- [Page]:
↓↓↓

Saluting your American heritage, plus really fine music, plus a terrific cause equals the high mathematical probability that you will soon encounter Al Patten and his St. Charles Noon Rotary buddies.

Retired pastor Patten has a wide range of music appreciation, but it’s not those Weslyan hymns he is humming nor the Illinois Loyalty (31 to 14 last Saturday). He’s clappin’ his hands and stomping’ his feet in anticipation of the now annual Evening of Chicago Bluegrass at the Arcada theater in downtown St. Charles.

Circle your calendar and grab those tickers at 7:30 p.m. Oct. 20. It’s bluegrass at its best, according to Dr. Patter, featuring the Henhouse Prowlers.

Bluegrass? It has been said that as football is the true American sport, bluegrass is the true American music. Described as hard-driving sound, the combined fiddling and picking instruments are combined with distinctive vocal harmonies.

Most say the bluegrass style originated with Bill Monroe in the years just before World War II.
Monroe described the sound as “combination of Methodist, Holiness and Baptist, blues and jazz, with a high lonesome sound.” Origins can be traced to early settlers from Scotland, Ireland and England with an African-American blend, telling the tales of the human experience in the hills of Appalachia. Y’all get on board.

Now think about the St. Charles Noon Rotary and the River Corridor Foundation and the good work that they have done to revitalize and extend the west bank corridor of the Fox River.

They will continue forward from the Bob Leonard walkway to provide access, attractive features and ecological initiatives. The bluegrass concert proceeds go to support these aims.

My generation came along about the same time as bluegrass. Fox River had a bad reputation (remember the swamp and ruins of the Glen Foundry on that west bank?).

↑↑↑

- [Supplied material]:
↓↓↓

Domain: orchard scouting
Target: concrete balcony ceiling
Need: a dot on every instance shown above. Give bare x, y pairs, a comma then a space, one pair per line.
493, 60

↑↑↑

- [Tasks to perform]:
A – Summarize the bluegrass benefit article in two sentences.
B – Reproduce the passage of the bluegrass benefit article from "Monroe described the" to "get on board." word for word.

- [Results for each task]:
A – Retired pastor Al Patten and the St. Charles Noon Rotary are promoting the now annual Evening of Chicago Bluegrass, featuring the Henhouse Prowlers, at 7:30 p.m. Oct. 20 at the Arcada theater in downtown St. Charles. The concert proceeds support the Rotary and River Corridor Foundation's work to revitalize and extend the west bank corridor of the Fox River, continuing from the Bob Leonard walkway.

B –
Monroe described the sound as “combination of Methodist, Holiness and Baptist, blues and jazz, with a high lonesome sound.” Origins can be traced to early settlers from Scotland, Ireland and England with an African-American blend, telling the tales of the human experience in the hills of Appalachia. Y’all get on board.